* Required task A *
List the surnames of the authors cited in the microfinance passage.

* Reading text *
⟨
The minimum capital for such category 2 institutions are stipulated by the text is 50millionFCFA prove of such must be shown by the use of a bank statement from a commercial bank

Category three microfinance institution are other microfinance institutions that give out loans to everyone who ones it (the are no affiliated to CAMCUULL).


This is made up of lending institutions that do not collect savings and deposits they include the microcredit and project financial institutions. The minimum capital required for such is over 25millionFCFA for category 3.


The amount must be fully paid and evident to show in the form of a bank statement from only commercial banks as at the time of application for accreditation. This microfinance institution has an objective which is divided under article 5 of the uniform act include the following;


Firstly, to finance small and medium size enterprises in order to boost the economic growth of the nation. Secondly, to reduce poverty by granting loans to households, this will go a long way to improve in the living standards of the citizens.



Tiko banana project cooperative credit union limited (TBPCCUL) falls under category 1 microfinance institutions. This is because it is own and controlled by its members. Every financial institution is required to meet up with their desire of cash by keeping enough cash whenever there is any possible operation by the institution.


According to Macon, Harris and Davidson (2012) cash is any medium of exchange which is immediately negotiable. It must be free of restrictions of any business purpose. Cash have to meet prime requirement of acceptability and availability for instant use in purchasing and payment of debts.


Acceptability to a bank or any financial institution for deposits is a common applied to cash items. This is a process of planning, controlling, and accounting for cash transactions and cash balances.


To attain a sound management and cautious cash, all financial institutions must have a certain position of active elements, assets conserve in excellent quality security which can easily be transformed to cash without great losses. Cash is essential in all financial institutions to compensate for expected and unexpected balance sheet fluctuations and to provide funds for growth.


The recent cash crisis faced in financial institutions which led to the closure of some microfinance institutions such as First Investment for Financial Assistant (FIFFA) and Companies Financier de l’Estuaire(COFINEST) had brought to the forefront the need to review their existing cash management policies, practices and procedures.


Globalization today is more perceived through finance which marked the birth of micro finance institutions that spread experientially in serving the needs of all social classes, but in the same familiar way sometimes faces bankruptcy.


This can be justified by mismanagement of cash as cash management is not limited to receipt and disbursement. If it is easy to receive or to cash it is difficult to manage cash flow so as to avoid customer dissatisfaction.
⟩
* Material *
⟨
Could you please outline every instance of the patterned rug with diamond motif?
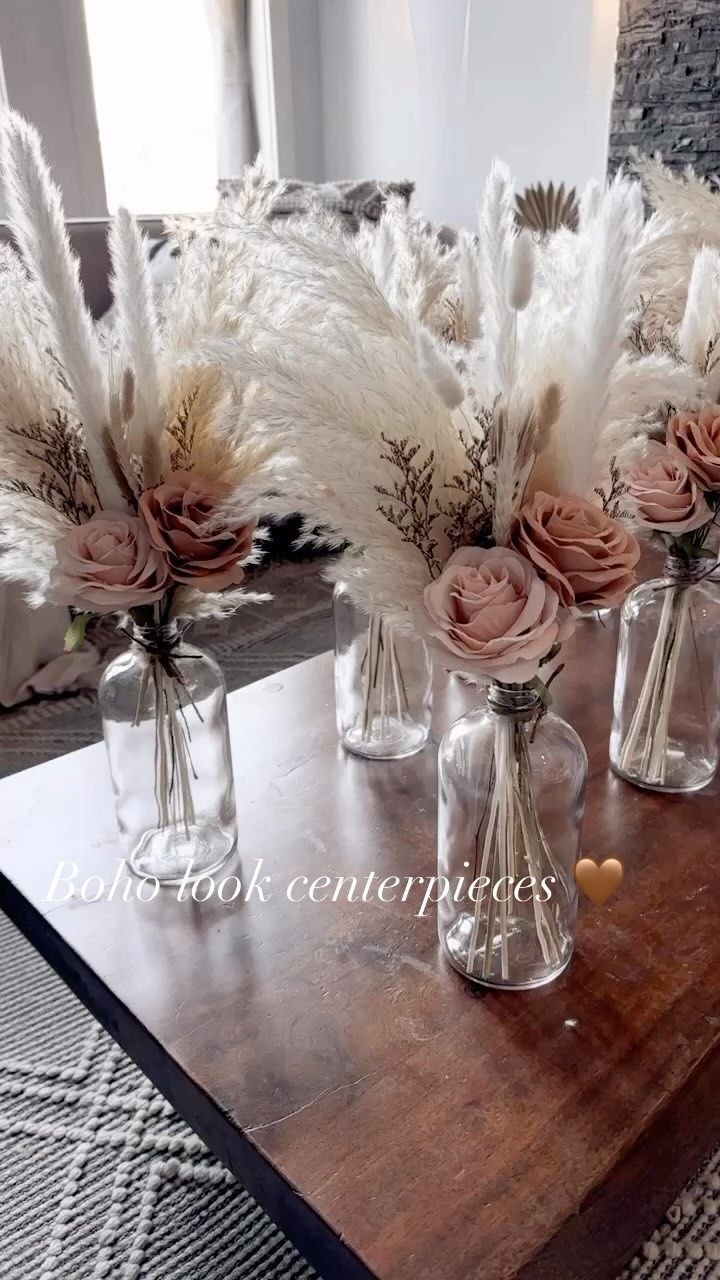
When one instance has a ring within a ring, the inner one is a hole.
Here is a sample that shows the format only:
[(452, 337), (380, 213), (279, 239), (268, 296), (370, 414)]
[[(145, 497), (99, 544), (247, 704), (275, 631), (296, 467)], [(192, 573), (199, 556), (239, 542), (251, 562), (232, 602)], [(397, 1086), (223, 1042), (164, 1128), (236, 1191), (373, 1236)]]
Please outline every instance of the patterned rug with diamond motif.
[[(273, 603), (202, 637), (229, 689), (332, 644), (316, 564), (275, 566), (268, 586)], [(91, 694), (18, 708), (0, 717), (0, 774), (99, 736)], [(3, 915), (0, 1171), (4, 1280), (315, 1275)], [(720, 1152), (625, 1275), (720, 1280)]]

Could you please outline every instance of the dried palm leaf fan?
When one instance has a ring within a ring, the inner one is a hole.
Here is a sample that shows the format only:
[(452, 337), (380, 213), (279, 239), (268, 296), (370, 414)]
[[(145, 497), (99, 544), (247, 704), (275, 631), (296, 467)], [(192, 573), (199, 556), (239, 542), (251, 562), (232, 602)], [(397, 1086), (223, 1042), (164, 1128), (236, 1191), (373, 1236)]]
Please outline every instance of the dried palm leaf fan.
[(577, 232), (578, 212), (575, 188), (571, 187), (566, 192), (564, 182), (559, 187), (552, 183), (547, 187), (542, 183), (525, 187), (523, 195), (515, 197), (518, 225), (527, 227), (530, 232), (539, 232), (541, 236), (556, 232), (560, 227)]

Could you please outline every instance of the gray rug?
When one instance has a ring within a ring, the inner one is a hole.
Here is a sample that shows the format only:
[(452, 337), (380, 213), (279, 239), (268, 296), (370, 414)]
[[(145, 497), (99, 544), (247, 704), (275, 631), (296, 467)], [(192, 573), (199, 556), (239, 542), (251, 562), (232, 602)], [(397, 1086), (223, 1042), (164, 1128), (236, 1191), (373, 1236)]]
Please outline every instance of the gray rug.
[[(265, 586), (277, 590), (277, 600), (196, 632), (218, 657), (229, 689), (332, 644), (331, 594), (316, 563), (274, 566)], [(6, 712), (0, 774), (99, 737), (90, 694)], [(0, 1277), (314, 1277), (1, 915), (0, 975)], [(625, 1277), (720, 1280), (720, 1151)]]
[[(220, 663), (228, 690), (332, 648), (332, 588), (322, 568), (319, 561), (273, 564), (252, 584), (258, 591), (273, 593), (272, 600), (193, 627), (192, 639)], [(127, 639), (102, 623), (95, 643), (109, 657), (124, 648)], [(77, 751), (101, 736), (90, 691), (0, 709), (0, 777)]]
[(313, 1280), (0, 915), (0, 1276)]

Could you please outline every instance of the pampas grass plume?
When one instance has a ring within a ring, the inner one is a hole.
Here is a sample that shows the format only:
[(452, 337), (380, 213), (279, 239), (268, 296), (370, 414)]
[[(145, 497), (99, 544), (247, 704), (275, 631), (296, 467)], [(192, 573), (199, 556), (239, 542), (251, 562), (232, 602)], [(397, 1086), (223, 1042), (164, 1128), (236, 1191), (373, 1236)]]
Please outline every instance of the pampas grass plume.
⟩
* Required task B *
In the rows, substitute "woven bamboo basket" for "dried palm leaf fan" throughout the stretch from the line containing "Could you please outline every instance of the dried" through the line containing "Please outline every instance of the dried palm leaf fan.". Return only those lines, with nothing else changed.

* Written solution A *
Macon, Harris, Davidson

* Written solution B *
Could you please outline every instance of the woven bamboo basket?
When one instance has a ring within a ring, the inner one is a hole.
Here is a sample that shows the format only:
[(452, 337), (380, 213), (279, 239), (268, 296), (370, 414)]
[[(145, 497), (99, 544), (247, 704), (275, 631), (296, 467)], [(192, 573), (199, 556), (239, 542), (251, 562), (232, 602)], [(397, 1086), (223, 1042), (164, 1128), (236, 1191), (373, 1236)]]
Please outline every instance of the woven bamboo basket.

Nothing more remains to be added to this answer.